_TEXT EXCERPT_
This directory contains the lean test and benchmark suite.

The test suite consists of two types of directories: Test directories and test piles.

A test directory is a directory containing a run_test.sh and/or a run_bench.sh script. It represents a single test or benchmark, depending on which script is present. The run scripts are executed once with their working directory set to the test directory.

A test pile is also a directory containing a run_test.sh and/or a run_bench.sh script. Here however, each file of a directory-specific extension (usually .lean) represents a single test or benchmark. The run scripts are executed once for each test file with their working directory set to the pile directory. Often, additional supplementary files are placed next to the test files and interpreted by the run scripts.

Directory structure

Benchmarks belonging to the old framework are not included in this description.

bench: A bunch of benchmarks and benchmarking related files, most of which are not part of the test suite.
- build: A benchmark that builds the lean stdlib and measures the per-file performance.
- size: A benchmark that measures the sizes of a few different kinds of files.
compile: Tests that compile lean files and then execute the resulting binary, verifying the resulting output. They also run the same lean file through the interpreter.
compile_bench: Benchmarks that compile lean files and measure the execution of the resulting binary, as well as optionally run the same lean file through the interpreter. These are also executed as part of the test suite, and .out.expected files are ignored when benchmarking.
docparse: Docstring parsing tests.
elab: Tests that elaborate lean files without executing them, verifying the resulting output.
elab_fail: Like elab, but expecting an exit code of 1 instead of 0.
elab_bench: Like elab, but measuring the elaboration performance. These are also executed as part of the test suite, and .out.expected files are ignored when benchmarking.
server, server_interactive: Test LSP server requests.
lake: Test suite for lake. It is mostly isolated from the rest of the test suite and follows its own conventions.
lake_bench: Benchmark directories that measure lake performance.
misc: A collection of miscellaneous small test scripts.
misc_bench: A collection of miscellaneous small benchmark scripts.
pkg: Tests that run in lake packages.

How to run the test suite?

Run all tests using

CTEST_PARALLEL_LEVEL="$(nproc)" CTEST_OUTPUT_ON_FAILURE=1 \
make -C build/release -j "$(nproc)" test

Or rerun only the failed tests using

CTEST_PARALLEL_LEVEL="$(nproc)" CTEST_OUTPUT_ON_FAILURE=1 \
make -C build/release -j "$(nproc)" test ARGS="--rerun-failed"

Run an individual test using one of these commands. Note that regex arguments to -R need to be double-quoted if they contain any special shell characters like |.

CTEST_PARALLEL_LEVEL="$(nproc)" CTEST_OUTPUT_ON_FAILURE=1 \
make -C build/release -j "$(nproc)" test ARGS="-R '<regex>'"

# For a specific stage
CTEST_PARALLEL_LEVEL="$(nproc)" CTEST_OUTPUT_ON_FAILURE=1 \
make -C build/release/stage1 -j "$(nproc)" test ARGS="-R '<regex>'"

# Manually, without ctest
tests/with_stage1_test_env.sh path/to/test/directory/run_test.sh
tests/with_stage1_test_env.sh path/to/test/pile/run_test.sh testfile

How to run the bench suite?

Run the full benchmark suite using

make -C build/release -j "$(nproc)" bench # produces tests/measurements.jsonl

It is split into two roughly equal parts so it can be split among the benchmark runner machines. Run each individual part using

make -C build/release -j "$(nproc)" bench-part1 # produces tests/part1.measurements.jsonl
make -C build/release -j "$(nproc)" bench-part2 # produces tests/part2.measurements.jsonl

Make sure not to specify -j "$(nproc)" when running the bench suite manually inside build/release/stage<n>.

_WORK TO COMPLETE_
a - Answer these questions from the test suite description:
(i) How many times are the run scripts of a test pile executed?
(ii) What exit code do the elab_fail tests expect?
(iii) Which file does the bench-part1 target produce?
b - For each statement, decide whether it agrees with the test suite description, and quote the deciding words:
(i) The lake test suite follows the same conventions as the rest of the test suite.
(ii) In a test directory, the run scripts are executed once, with the test directory as their working directory.
(iii) The .out.expected files are used when the elab_bench benchmarks are measured.
c - Rewrite the test suite description from "Directory structure" up to and including "Docstring parsing tests.", changing "old framework" to "legacy framework".

_DATA LINES_
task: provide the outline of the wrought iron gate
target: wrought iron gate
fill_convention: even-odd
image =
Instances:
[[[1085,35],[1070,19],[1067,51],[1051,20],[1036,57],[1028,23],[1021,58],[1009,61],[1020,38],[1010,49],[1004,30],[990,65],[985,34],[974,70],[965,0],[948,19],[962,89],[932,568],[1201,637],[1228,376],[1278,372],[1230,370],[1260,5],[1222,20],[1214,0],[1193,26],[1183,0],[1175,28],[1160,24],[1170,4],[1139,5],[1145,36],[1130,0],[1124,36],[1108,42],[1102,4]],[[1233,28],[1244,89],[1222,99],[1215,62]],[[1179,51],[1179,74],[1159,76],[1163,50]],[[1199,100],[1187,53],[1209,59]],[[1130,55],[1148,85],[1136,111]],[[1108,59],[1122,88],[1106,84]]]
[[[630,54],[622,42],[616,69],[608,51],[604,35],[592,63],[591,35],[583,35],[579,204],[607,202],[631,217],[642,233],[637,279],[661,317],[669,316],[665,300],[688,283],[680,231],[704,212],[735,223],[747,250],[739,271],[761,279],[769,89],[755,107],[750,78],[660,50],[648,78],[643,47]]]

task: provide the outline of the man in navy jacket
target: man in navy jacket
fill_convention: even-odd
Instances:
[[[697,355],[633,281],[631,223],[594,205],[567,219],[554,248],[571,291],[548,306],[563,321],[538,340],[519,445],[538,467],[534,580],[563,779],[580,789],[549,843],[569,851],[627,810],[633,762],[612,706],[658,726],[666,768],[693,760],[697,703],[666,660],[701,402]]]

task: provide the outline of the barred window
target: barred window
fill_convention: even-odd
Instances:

_THE RESULTS_
a -
(i) Once for each test file.
(ii) An exit code of 1.
(iii) tests/part1.measurements.jsonl

b -
(i) No: "It is mostly isolated from the rest of the test suite and follows its own conventions."
(ii) Yes: "The run scripts are executed once with their working directory set to the test directory."
(iii) No: ".out.expected files are ignored when benchmarking."

c -
Directory structure

Benchmarks belonging to the legacy framework are not included in this description.

bench: A bunch of benchmarks and benchmarking related files, most of which are not part of the test suite.
- build: A benchmark that builds the lean stdlib and measures the per-file performance.
- size: A benchmark that measures the sizes of a few different kinds of files.
compile: Tests that compile lean files and then execute the resulting binary, verifying the resulting output. They also run the same lean file through the interpreter.
compile_bench: Benchmarks that compile lean files and measure the execution of the resulting binary, as well as optionally run the same lean file through the interpreter. These are also executed as part of the test suite, and .out.expected files are ignored when benchmarking.
docparse: Docstring parsing tests.